Collected data entries:
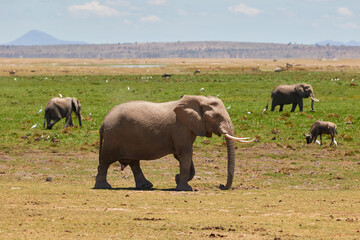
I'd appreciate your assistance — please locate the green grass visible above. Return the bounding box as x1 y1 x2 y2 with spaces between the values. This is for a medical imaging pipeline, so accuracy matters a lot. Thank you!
0 70 359 239
1 71 358 150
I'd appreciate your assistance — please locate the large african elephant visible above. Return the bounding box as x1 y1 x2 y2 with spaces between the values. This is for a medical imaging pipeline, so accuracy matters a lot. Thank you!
265 83 319 112
94 95 254 191
44 97 82 129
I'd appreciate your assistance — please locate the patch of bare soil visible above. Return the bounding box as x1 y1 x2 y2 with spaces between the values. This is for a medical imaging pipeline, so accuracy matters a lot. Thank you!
2 58 360 76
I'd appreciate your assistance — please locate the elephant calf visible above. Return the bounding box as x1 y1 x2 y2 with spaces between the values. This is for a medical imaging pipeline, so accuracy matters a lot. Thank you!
305 121 337 146
94 95 254 191
265 83 319 112
44 97 82 129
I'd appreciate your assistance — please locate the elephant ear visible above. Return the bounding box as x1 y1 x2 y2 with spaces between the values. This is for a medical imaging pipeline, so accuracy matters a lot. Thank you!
174 95 207 137
72 98 80 115
294 85 305 97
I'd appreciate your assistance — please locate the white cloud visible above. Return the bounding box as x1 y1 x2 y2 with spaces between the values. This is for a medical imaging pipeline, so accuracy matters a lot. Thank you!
68 1 121 17
338 22 359 29
228 4 261 16
106 0 131 7
337 7 354 17
147 0 166 6
140 15 162 23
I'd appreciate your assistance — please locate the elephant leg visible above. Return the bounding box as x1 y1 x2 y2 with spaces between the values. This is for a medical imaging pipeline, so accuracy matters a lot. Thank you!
48 118 61 129
175 157 195 184
298 99 304 112
290 103 297 112
64 115 72 128
279 105 284 112
46 117 52 129
129 160 153 189
94 163 112 189
271 100 276 111
174 150 193 191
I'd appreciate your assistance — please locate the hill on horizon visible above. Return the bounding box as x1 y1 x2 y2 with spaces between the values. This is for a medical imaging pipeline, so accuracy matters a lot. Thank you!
2 30 360 59
5 30 87 46
3 40 360 59
316 40 360 46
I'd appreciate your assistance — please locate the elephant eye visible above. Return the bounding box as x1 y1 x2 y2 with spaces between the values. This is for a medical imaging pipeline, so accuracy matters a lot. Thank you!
210 101 219 107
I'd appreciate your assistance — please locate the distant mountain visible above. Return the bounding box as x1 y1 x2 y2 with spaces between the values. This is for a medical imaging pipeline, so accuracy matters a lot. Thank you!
6 30 87 46
316 40 360 46
3 41 360 59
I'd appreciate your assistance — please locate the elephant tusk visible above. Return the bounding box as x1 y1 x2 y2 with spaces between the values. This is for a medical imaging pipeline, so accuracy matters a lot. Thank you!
311 97 319 102
224 134 256 143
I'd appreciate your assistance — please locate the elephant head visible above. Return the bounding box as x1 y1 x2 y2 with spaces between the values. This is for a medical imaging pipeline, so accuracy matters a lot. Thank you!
295 83 319 111
174 95 254 190
71 98 82 127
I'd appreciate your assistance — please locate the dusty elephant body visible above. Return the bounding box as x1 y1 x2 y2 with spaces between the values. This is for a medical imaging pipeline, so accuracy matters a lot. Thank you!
94 95 253 191
265 83 319 112
44 97 82 129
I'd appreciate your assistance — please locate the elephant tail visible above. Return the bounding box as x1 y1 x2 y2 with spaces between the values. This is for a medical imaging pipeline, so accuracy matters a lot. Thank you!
264 97 272 111
43 110 48 128
99 124 104 159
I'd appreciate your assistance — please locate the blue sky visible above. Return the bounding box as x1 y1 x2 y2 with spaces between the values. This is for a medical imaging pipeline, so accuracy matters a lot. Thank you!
1 0 359 44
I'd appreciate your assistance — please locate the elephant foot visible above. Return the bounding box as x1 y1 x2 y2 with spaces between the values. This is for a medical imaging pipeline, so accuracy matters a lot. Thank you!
176 183 193 191
94 181 112 189
136 180 153 190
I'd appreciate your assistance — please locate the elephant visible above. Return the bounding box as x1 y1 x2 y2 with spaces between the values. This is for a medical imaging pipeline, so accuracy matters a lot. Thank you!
44 97 82 129
94 95 254 191
265 83 319 112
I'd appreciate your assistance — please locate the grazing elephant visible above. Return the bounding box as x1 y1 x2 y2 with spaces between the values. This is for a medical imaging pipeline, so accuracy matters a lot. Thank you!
44 97 82 129
265 83 319 112
94 95 254 191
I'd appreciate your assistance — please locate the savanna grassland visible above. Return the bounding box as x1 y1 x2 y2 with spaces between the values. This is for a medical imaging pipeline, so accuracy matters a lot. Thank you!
0 58 359 239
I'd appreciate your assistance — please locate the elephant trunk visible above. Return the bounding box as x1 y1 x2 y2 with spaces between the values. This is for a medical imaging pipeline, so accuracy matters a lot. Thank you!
310 92 319 102
219 136 235 190
310 92 318 111
78 109 82 127
78 113 82 127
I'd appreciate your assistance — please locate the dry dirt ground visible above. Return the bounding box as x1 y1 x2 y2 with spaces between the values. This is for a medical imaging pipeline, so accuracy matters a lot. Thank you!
1 141 359 239
1 58 359 239
2 58 360 76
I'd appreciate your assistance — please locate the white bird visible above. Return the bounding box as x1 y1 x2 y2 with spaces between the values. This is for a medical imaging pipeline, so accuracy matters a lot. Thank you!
127 86 130 90
31 124 37 129
226 106 231 110
105 80 109 83
333 139 337 146
59 93 62 98
37 106 43 114
200 88 205 91
14 78 17 81
247 112 251 114
89 113 93 117
316 140 321 145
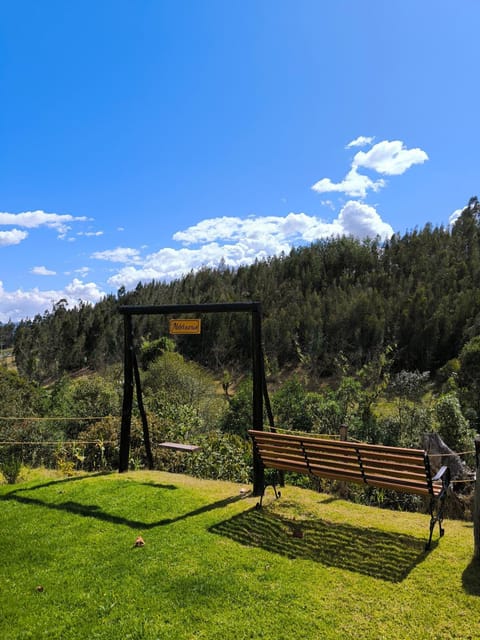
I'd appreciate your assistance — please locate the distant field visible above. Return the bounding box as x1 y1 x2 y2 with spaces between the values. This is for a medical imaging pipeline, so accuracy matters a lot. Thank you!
0 348 15 369
1 470 479 639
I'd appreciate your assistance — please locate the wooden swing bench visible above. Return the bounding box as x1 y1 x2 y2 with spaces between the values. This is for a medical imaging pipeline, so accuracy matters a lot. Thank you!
248 429 451 550
158 442 200 452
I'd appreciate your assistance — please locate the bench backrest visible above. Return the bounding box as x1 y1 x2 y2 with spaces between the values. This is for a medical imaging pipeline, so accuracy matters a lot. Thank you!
248 430 440 497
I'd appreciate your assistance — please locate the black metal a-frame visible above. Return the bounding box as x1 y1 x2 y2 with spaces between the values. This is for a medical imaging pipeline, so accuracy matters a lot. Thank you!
118 301 266 495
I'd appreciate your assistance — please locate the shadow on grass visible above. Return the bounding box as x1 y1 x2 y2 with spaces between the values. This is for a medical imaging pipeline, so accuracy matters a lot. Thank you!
1 474 249 530
3 471 113 493
210 507 431 583
462 557 480 595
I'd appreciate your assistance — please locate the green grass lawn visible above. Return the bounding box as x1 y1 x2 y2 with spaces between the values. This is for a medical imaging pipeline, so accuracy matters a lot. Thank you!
1 469 479 640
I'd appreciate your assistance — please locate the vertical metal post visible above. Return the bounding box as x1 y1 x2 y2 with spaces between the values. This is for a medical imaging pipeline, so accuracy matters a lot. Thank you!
252 305 265 496
474 436 480 559
339 424 348 441
119 313 134 472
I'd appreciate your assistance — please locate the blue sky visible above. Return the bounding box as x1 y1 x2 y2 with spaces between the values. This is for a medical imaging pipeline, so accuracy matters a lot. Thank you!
1 1 479 322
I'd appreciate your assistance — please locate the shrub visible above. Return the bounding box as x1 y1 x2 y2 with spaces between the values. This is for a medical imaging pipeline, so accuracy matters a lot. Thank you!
434 393 475 461
388 370 430 402
185 432 251 483
219 378 253 438
142 352 225 429
272 377 314 432
77 416 122 471
0 452 22 484
49 374 121 440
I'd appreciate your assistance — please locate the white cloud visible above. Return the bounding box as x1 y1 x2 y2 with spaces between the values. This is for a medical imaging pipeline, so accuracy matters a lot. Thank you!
78 231 104 237
311 167 385 198
0 229 28 246
74 266 91 277
173 212 339 248
64 278 105 301
353 140 428 175
312 138 428 199
31 266 56 276
91 247 142 263
0 210 89 238
337 201 394 239
0 279 105 323
105 207 393 289
320 200 336 210
346 136 374 148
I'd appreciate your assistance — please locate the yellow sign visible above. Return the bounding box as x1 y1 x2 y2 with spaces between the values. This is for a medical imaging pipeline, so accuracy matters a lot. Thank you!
169 318 202 335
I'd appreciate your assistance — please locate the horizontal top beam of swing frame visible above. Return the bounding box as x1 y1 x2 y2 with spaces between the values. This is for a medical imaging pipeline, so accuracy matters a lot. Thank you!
119 302 261 316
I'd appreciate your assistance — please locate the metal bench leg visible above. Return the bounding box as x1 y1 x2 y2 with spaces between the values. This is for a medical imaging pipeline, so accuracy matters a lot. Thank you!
426 508 436 551
256 471 281 509
425 490 447 551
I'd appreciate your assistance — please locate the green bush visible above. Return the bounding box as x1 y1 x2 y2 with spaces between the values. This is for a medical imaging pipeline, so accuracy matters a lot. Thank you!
77 416 122 471
0 453 22 484
186 432 251 483
272 377 314 432
49 374 121 439
434 393 475 461
142 351 225 429
306 392 343 435
219 378 253 438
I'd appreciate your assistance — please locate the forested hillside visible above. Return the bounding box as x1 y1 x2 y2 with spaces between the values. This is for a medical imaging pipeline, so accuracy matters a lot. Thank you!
9 198 480 384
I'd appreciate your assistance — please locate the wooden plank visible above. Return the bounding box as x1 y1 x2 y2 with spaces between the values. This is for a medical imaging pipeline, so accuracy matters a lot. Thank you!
255 442 305 457
361 478 431 496
262 460 311 474
357 449 426 466
307 456 361 472
358 456 427 472
261 454 309 470
159 442 201 452
308 465 365 483
363 470 430 489
305 450 361 466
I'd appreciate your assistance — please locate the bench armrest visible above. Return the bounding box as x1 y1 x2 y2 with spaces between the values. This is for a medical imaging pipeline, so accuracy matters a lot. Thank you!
432 465 449 483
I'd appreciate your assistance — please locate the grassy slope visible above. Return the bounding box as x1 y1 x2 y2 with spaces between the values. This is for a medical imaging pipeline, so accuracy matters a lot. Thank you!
1 470 479 640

▶ **TRY IT**
Return exactly the lines from the one containing "I'd appreciate your assistance — please locate the bench armrest" to the last line of the data, and nothing more.

▶ **EXPECTED ANSWER**
I'd appreciate your assistance — please locate the bench armrest visible above. Return the bounding box as x1 y1 x2 y2 with spaces between the values. This is for a medical imaging pipeline, so accuracy matters a lot. Thank you!
432 465 449 483
I'd appreciate your assistance — please locate the grassy slope visible above. Return the bounding box as x1 y1 x2 y2 with spaces between the values. This is for a medical imaging pipeline, so accuracy matters a lot. Thank you!
1 470 479 640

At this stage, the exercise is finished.